**Problem details:** Please print the entries exactly, omitting each image.

Exercise input Start Marker

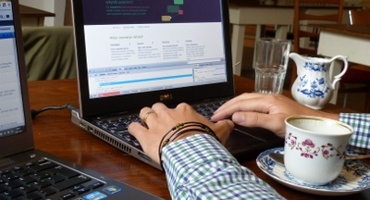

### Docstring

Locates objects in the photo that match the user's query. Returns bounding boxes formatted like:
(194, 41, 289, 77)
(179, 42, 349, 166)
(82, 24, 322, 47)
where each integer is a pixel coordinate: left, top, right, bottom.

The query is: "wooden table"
(229, 0, 359, 75)
(19, 4, 55, 26)
(28, 76, 370, 199)
(317, 24, 370, 67)
(229, 1, 293, 75)
(315, 24, 370, 104)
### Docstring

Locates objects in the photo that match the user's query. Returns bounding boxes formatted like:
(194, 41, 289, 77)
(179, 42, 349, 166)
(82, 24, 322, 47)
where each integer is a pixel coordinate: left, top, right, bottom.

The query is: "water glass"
(254, 38, 291, 94)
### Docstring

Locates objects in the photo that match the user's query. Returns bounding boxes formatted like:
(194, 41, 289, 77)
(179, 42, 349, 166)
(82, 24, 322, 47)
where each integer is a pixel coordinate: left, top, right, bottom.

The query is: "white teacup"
(284, 115, 353, 185)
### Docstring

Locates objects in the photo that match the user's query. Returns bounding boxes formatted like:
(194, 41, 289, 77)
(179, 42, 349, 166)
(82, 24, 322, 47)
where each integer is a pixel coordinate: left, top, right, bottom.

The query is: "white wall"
(19, 0, 66, 26)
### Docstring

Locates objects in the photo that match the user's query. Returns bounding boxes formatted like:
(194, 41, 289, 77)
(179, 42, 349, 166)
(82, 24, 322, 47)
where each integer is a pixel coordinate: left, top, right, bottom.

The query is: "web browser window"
(81, 0, 228, 99)
(0, 0, 26, 138)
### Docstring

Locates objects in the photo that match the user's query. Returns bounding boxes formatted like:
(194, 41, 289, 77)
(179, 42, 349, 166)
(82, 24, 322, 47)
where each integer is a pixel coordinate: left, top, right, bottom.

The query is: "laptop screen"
(0, 0, 26, 138)
(0, 0, 34, 157)
(73, 0, 233, 117)
(80, 0, 228, 99)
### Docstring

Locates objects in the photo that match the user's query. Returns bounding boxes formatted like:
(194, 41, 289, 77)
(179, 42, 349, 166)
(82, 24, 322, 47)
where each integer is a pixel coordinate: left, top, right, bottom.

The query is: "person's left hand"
(128, 102, 234, 164)
(211, 93, 338, 137)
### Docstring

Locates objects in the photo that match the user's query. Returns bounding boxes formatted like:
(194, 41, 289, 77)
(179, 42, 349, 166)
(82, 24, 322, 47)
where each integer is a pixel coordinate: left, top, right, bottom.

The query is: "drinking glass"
(254, 38, 291, 94)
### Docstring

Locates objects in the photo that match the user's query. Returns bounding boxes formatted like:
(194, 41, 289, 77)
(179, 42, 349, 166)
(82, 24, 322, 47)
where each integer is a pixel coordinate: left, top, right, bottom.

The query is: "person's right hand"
(128, 102, 234, 164)
(211, 93, 339, 138)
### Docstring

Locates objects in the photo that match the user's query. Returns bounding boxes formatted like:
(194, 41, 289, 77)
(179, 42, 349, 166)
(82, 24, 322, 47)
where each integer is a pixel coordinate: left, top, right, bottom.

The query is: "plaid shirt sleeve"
(339, 113, 370, 149)
(161, 134, 285, 200)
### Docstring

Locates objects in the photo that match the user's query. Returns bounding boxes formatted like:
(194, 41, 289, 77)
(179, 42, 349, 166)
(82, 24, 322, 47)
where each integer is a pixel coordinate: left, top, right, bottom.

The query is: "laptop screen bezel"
(72, 0, 235, 117)
(0, 0, 35, 157)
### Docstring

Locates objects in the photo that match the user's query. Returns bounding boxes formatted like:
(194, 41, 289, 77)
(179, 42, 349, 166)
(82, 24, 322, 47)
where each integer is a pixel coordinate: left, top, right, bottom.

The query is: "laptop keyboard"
(93, 100, 225, 150)
(192, 101, 225, 119)
(0, 158, 105, 200)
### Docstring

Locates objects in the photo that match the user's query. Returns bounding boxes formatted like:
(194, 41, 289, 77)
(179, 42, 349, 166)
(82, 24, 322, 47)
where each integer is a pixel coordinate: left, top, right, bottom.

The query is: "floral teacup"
(284, 115, 353, 185)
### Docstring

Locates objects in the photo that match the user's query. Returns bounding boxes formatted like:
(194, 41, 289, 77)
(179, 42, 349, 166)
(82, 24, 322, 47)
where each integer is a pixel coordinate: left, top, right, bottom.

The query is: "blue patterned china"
(257, 147, 370, 196)
(289, 53, 348, 110)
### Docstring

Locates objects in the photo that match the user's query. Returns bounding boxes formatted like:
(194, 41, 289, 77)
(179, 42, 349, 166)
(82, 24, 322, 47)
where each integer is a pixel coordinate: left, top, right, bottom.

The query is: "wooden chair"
(339, 9, 370, 112)
(64, 0, 72, 26)
(348, 9, 370, 25)
(290, 0, 344, 87)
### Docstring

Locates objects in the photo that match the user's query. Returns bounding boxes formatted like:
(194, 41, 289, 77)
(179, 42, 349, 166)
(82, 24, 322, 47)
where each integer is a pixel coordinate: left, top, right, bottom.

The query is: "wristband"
(158, 122, 219, 169)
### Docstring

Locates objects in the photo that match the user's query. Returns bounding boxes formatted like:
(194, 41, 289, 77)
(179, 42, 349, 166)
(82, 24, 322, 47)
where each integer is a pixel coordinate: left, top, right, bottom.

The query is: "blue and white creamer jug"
(289, 53, 348, 110)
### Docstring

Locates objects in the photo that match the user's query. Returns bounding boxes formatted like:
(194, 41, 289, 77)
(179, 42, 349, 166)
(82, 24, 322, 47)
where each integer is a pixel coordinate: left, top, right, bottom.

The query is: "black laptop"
(71, 0, 283, 170)
(0, 0, 161, 199)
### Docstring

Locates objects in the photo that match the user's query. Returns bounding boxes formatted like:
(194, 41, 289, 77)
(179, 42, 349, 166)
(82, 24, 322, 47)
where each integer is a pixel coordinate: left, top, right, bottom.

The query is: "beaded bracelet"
(158, 122, 219, 169)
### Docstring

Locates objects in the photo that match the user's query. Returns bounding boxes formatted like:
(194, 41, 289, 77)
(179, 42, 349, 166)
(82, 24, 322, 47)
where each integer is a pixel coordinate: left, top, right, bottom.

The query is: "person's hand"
(128, 102, 234, 164)
(211, 93, 338, 138)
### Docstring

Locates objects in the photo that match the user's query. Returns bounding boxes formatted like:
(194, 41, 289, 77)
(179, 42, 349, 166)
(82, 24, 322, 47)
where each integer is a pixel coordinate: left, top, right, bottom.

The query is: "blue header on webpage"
(82, 0, 222, 25)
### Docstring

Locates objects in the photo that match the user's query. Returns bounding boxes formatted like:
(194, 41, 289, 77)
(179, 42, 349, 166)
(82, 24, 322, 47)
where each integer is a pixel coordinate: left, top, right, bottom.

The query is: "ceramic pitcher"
(289, 53, 348, 110)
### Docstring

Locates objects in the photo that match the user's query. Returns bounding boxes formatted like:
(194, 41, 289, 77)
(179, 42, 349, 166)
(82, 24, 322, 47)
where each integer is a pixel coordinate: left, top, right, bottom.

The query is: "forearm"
(162, 134, 285, 200)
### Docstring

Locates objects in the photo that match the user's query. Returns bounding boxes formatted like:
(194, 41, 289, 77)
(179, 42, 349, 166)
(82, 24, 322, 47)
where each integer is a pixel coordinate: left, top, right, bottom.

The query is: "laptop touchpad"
(225, 125, 283, 158)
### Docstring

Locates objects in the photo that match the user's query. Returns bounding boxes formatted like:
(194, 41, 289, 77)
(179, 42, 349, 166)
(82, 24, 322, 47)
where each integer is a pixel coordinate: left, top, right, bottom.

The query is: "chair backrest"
(293, 0, 344, 55)
(349, 9, 370, 25)
(290, 0, 344, 86)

Exercise input End Marker

**Solved exercise:**
### Docstring

Locates objects in the photo that match the user's query. Returns bounding boxes formatted like:
(194, 41, 289, 77)
(179, 42, 349, 166)
(82, 24, 322, 47)
where each integer is a pixel coordinate: left, top, right, bottom.

The query is: "wooden table"
(229, 0, 359, 75)
(19, 4, 55, 26)
(28, 76, 370, 199)
(317, 24, 370, 67)
(229, 1, 293, 75)
(315, 24, 370, 104)
### Docstring

Locates objects in the photo that match the user's query. Returns bounding boxes formatted like:
(194, 41, 289, 77)
(179, 42, 349, 166)
(82, 24, 322, 47)
where each integer is a pixel coordinate: left, top, right, bottom.

The query is: "water glass"
(254, 38, 291, 94)
### Docstring

Locates objects in the photo that match the user's query. Returns bounding boxes formatted like:
(194, 41, 289, 77)
(179, 42, 349, 166)
(82, 24, 322, 47)
where each integer is a pixel coordinate: left, top, right, bottom.

The query is: "white teacup"
(284, 115, 353, 185)
### Docstring

Locates objects in the photo that match the user's query. Returns bounding boxes formatted like:
(194, 41, 289, 77)
(179, 42, 349, 166)
(82, 24, 322, 47)
where each integer is a pixel coordinate: left, top, right, bottom.

The query is: "white wall"
(19, 0, 66, 26)
### Docstring

Locates objects in the photo that match the user's query. Returns bounding boxes formatted like:
(194, 41, 289, 77)
(179, 42, 349, 166)
(82, 24, 322, 47)
where each integer is a pixel coordinate: left, top, right, bottom.

The query is: "web browser window"
(81, 0, 228, 99)
(0, 0, 26, 138)
### Docstring

Locates objects in the photo that match the user's query. Returns bounding boxes formatted like:
(194, 41, 289, 77)
(179, 42, 349, 166)
(82, 24, 322, 47)
where each integer is a pixel coordinate: left, top, right, bottom.

The query is: "laptop screen"
(0, 0, 26, 138)
(0, 0, 34, 157)
(73, 0, 233, 117)
(80, 0, 228, 99)
### Docstring

Locates objects in the photo that match the user's query. Returns bounding boxes formatted like:
(194, 41, 289, 77)
(179, 42, 349, 166)
(82, 24, 322, 47)
where each integer is a pixel coordinate: left, top, right, bottom.

The query is: "person's left hand"
(128, 102, 234, 164)
(211, 93, 338, 137)
### Docstring

Locates objects in the photo that match the user's query. Returns bounding boxes formatted like:
(194, 41, 289, 77)
(179, 42, 349, 166)
(82, 24, 322, 47)
where each integer is a pixel coordinate: left, top, right, bottom.

The query is: "drinking glass"
(254, 38, 291, 94)
### Docstring

Locates objects in the photo that match the user's query. Returns bounding boxes formatted like:
(194, 41, 289, 77)
(179, 42, 349, 166)
(82, 24, 322, 47)
where each integer is a pixel coordinate: left, top, right, bottom.

The query is: "person's right hand"
(128, 102, 234, 164)
(211, 93, 339, 138)
### Docstring

Locates objects in the photo that match the user's query. Returns bounding boxes formatted like:
(194, 41, 289, 77)
(179, 42, 349, 166)
(82, 24, 322, 47)
where each integer is a pixel coordinate: left, top, right, bottom.

The query is: "plaid shirt sleeve"
(339, 113, 370, 149)
(161, 134, 285, 200)
### Docstring

Locates objects in the photo that match the user's query. Returns bounding boxes formatted like:
(194, 41, 289, 77)
(179, 42, 349, 166)
(82, 24, 322, 47)
where each integer is a pixel coordinate: left, top, right, bottom.

The query is: "laptop screen bezel"
(72, 0, 235, 117)
(0, 0, 35, 157)
### Docstring

Locates objects in the photo that match the user's query. Returns bounding boxes formatted like:
(194, 41, 289, 77)
(179, 42, 349, 166)
(82, 24, 322, 47)
where each integer is a pixel coordinate: left, top, right, bottom.

The query is: "laptop keyboard"
(93, 100, 225, 150)
(192, 101, 225, 119)
(0, 158, 105, 200)
### Docstring

Locates objects in the photo that match the user's query. Returns bounding boxes formatted like:
(194, 41, 289, 77)
(179, 42, 349, 166)
(82, 24, 322, 47)
where each integer is a pixel coordinate: left, top, right, bottom.

The query is: "floral teacup"
(284, 115, 353, 185)
### Docstring

Locates objects in the photo that match the user's query. Returns bounding boxes formatted like:
(194, 41, 289, 77)
(179, 42, 349, 166)
(82, 24, 322, 47)
where each integer is a pixel coordinate: left, top, right, bottom.

The query is: "blue patterned china"
(257, 147, 370, 196)
(289, 53, 348, 110)
### Docstring

Locates objects in the photo that match the user's query. Returns bounding boxes formatted like:
(194, 41, 289, 77)
(179, 42, 349, 166)
(82, 24, 322, 47)
where each integer is a pixel coordinate: left, top, right, bottom.

The query is: "wooden chair"
(339, 9, 370, 112)
(64, 0, 72, 26)
(348, 9, 370, 25)
(290, 0, 344, 87)
### Docstring

Locates objects in the photo that match the user's query. Returns bounding boxes formatted like:
(194, 41, 289, 77)
(179, 42, 349, 166)
(82, 24, 322, 47)
where each integer is a pixel coordinate: left, top, right, bottom.

The query is: "wristband"
(158, 122, 219, 169)
### Docstring

Locates objects in the photo that match the user's query. Returns bounding boxes formatted like:
(194, 41, 289, 77)
(179, 42, 349, 166)
(82, 24, 322, 47)
where each integer is a pixel coordinate: left, top, right, bottom.

The query is: "blue and white creamer jug"
(289, 53, 348, 110)
### Docstring

Locates objects in the photo that match the user's query. Returns bounding boxes formatted like:
(194, 41, 289, 77)
(179, 42, 349, 166)
(82, 24, 322, 47)
where each integer is a pixel coordinate: left, top, right, bottom.

The query is: "black laptop"
(71, 0, 283, 170)
(0, 0, 161, 199)
### Docstring

Locates objects in the photo that match the user's query. Returns bounding boxes formatted like:
(194, 41, 289, 77)
(179, 42, 349, 166)
(82, 24, 322, 47)
where each integer is a pixel coordinate: left, top, right, bottom.

The query is: "beaded bracelet"
(158, 122, 219, 169)
### Docstring

Locates objects in the photo that match the user's query. Returns bounding boxes formatted like:
(194, 41, 289, 77)
(179, 42, 349, 166)
(82, 24, 322, 47)
where each integer is a pixel coordinate: left, top, right, bottom.

The query is: "person's hand"
(128, 102, 234, 164)
(211, 93, 338, 138)
### Docstring

Locates objects in the photo that match the user's query. Returns bounding boxes formatted like:
(194, 41, 289, 77)
(179, 42, 349, 166)
(82, 24, 322, 47)
where each integer is a pixel coordinate: left, top, right, bottom.

The query is: "blue header on webpage"
(82, 0, 222, 25)
### Docstring

Locates objects in the photo that match the user's query. Returns bounding boxes formatted like:
(194, 41, 289, 77)
(179, 42, 349, 166)
(82, 24, 322, 47)
where each integer is a pixel coordinate: left, top, right, bottom.

The query is: "ceramic pitcher"
(289, 53, 348, 110)
### Docstring

Locates objects in the photo that match the user's query. Returns bounding boxes formatted like:
(194, 41, 289, 77)
(179, 42, 349, 166)
(82, 24, 322, 47)
where each integer is a pixel coordinate: left, top, right, bottom.

The query is: "forearm"
(162, 134, 285, 200)
### Docstring

Locates objects in the photo that match the user's query. Returns bounding boxes formatted like:
(194, 41, 289, 77)
(179, 42, 349, 166)
(82, 24, 322, 47)
where each integer is a pixel coordinate: left, top, right, bottom.

The query is: "laptop touchpad"
(225, 125, 283, 158)
### Docstring

Locates objects in the photo that match the user's query. Returns bounding boxes formatted like:
(194, 41, 289, 77)
(179, 42, 349, 166)
(82, 24, 322, 47)
where each integer is a pixel coordinate: left, top, right, bottom.

The query is: "chair backrest"
(293, 0, 344, 55)
(349, 9, 370, 25)
(290, 0, 344, 86)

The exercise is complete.